Reading text Block Start
Scientific classification
- Kingdom: Plantae
- Clade: Embryophytes
- Clade: Tracheophytes
- Clade: Spermatophytes
- Clade: Angiosperms
- Clade: Eudicots
- Clade: Rosids
- Order: Fagales
- Family: Fagaceae
- Genus: Quercus
- Subgenus: Quercus subg. Quercus
- Section: Quercus sect. Virentes
- Species: Q. sagraeana
- Binomial name: Quercus sagraeana Nutt.
- Synonyms: Quercus cubana A.Rich.; Quercus oleoides subsp. sagraeana (Nutt.) Borhidi; Quercus oleoides var. sagraeana (Nutt.) C.H.Mull.; Quercus virginiana var. sagraeana (Nutt.) Trel.;

= Quercus sagraeana =

- Genus: Quercus
- Species: sagraeana
- Authority: Nutt.
- Conservation status: EN
- Synonyms: Quercus cubana A.Rich., Quercus oleoides subsp. sagraeana (Nutt.) Borhidi, Quercus oleoides var. sagraeana (Nutt.) C.H.Mull., Quercus virginiana var. sagraeana (Nutt.) Trel.
Reading text Block End
Supplied data Block Start
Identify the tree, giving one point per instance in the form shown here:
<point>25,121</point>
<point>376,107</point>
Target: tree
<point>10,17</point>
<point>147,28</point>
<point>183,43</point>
Supplied data Block End
- [Your objective]:
Retype everything from "- Synonyms: Quercus cubana A.Rich.;" down to "C.H.Mull., Quercus virginiana var. sagraeana (Nutt.) Trel." in the Quercus sagraeana classification, word for word.

- [Solution for this exercise]:
- Synonyms: Quercus cubana A.Rich.; Quercus oleoides subsp. sagraeana (Nutt.) Borhidi; Quercus oleoides var. sagraeana (Nutt.) C.H.Mull.; Quercus virginiana var. sagraeana (Nutt.) Trel.;

= Quercus sagraeana =

- Genus: Quercus
- Species: sagraeana
- Authority: Nutt.
- Conservation status: EN
- Synonyms: Quercus cubana A.Rich., Quercus oleoides subsp. sagraeana (Nutt.) Borhidi, Quercus oleoides var. sagraeana (Nutt.) C.H.Mull., Quercus virginiana var. sagraeana (Nutt.) Trel.